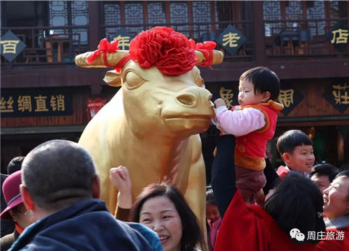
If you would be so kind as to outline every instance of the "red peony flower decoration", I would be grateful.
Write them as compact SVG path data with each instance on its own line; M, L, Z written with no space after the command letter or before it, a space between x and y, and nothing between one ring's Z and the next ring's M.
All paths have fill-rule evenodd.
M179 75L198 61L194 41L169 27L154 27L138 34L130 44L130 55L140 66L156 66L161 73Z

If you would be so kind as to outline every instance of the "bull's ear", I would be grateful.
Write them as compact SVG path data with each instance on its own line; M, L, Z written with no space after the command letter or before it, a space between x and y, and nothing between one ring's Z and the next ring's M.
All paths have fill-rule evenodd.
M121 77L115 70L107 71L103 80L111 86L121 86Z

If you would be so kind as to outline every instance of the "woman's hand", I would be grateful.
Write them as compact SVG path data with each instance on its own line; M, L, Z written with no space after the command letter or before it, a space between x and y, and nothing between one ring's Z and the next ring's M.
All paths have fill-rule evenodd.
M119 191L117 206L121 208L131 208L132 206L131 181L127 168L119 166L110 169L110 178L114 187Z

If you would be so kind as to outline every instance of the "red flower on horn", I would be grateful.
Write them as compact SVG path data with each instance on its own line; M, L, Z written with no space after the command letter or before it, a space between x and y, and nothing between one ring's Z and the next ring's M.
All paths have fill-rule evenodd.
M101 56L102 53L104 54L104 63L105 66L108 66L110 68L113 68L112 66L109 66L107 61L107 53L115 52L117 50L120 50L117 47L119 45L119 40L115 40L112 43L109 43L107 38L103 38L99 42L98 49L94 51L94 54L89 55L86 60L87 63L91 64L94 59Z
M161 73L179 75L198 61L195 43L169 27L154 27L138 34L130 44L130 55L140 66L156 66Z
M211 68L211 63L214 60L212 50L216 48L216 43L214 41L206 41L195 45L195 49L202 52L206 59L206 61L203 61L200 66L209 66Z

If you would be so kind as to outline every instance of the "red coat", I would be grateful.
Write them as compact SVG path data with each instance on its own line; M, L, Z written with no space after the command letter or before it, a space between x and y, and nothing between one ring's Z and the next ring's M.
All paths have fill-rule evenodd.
== == ==
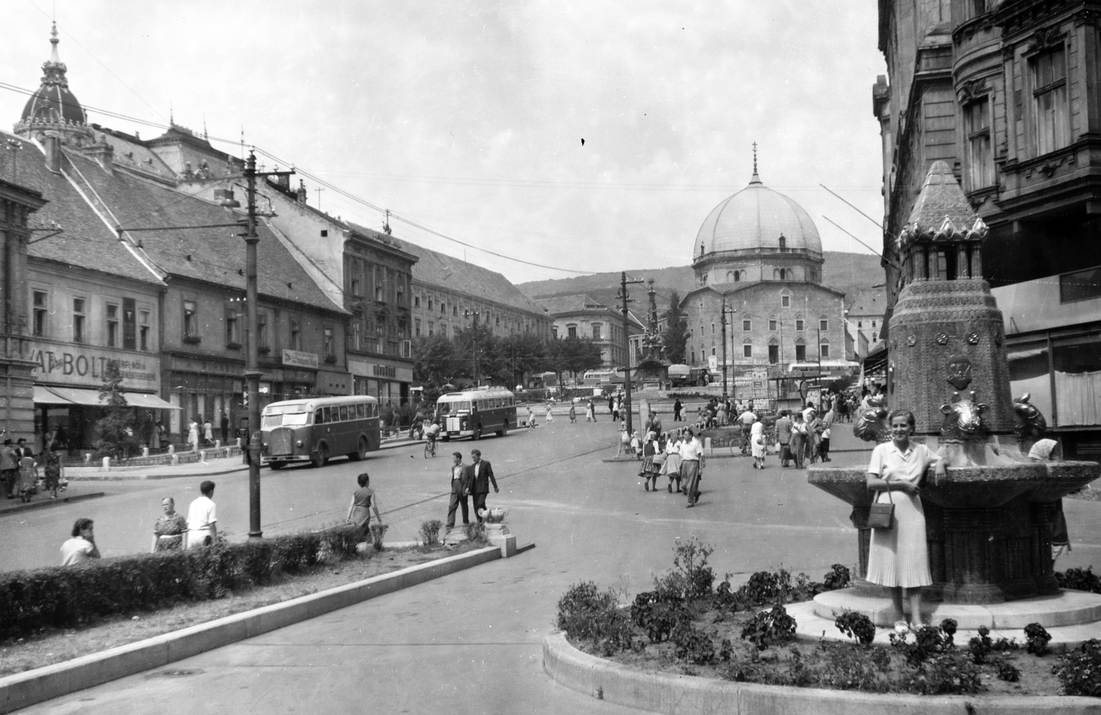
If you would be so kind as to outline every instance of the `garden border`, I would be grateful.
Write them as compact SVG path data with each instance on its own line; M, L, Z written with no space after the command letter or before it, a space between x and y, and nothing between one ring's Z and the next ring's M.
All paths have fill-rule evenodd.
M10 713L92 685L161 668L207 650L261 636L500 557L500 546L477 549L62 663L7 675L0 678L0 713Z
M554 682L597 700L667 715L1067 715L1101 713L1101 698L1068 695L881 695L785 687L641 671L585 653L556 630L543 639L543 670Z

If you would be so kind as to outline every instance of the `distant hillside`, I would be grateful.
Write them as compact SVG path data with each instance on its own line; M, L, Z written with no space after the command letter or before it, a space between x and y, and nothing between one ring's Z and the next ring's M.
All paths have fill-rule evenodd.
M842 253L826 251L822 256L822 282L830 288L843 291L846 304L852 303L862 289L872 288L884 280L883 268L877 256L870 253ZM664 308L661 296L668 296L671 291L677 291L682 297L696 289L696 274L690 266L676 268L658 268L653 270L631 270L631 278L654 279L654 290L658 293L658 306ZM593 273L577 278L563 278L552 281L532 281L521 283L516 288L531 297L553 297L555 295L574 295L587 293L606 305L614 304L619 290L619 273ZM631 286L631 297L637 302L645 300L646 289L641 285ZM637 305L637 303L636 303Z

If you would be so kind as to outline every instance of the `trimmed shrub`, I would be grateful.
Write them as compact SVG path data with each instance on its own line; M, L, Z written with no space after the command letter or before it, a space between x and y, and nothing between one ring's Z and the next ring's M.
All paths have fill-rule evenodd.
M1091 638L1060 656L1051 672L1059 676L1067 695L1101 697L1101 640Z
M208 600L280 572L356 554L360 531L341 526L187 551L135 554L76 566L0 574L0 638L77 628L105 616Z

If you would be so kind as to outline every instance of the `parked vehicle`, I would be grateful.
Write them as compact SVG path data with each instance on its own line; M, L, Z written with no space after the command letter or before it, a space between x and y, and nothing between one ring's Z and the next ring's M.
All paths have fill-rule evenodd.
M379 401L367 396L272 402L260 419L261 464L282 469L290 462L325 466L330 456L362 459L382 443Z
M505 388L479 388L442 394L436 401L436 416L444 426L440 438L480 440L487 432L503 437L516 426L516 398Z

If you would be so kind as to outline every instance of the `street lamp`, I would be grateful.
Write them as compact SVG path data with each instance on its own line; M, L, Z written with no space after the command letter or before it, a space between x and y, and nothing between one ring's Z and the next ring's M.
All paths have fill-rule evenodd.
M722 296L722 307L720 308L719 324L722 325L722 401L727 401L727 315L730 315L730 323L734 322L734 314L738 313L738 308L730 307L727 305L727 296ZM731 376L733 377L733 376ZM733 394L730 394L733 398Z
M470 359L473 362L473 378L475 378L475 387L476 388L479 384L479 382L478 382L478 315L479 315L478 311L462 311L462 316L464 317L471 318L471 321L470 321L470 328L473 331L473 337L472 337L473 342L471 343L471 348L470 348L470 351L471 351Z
== == ==
REQUEST - Count the lines in the material above that contain the word "flower", and reply with the number alone.

WRITTEN SOLUTION - 2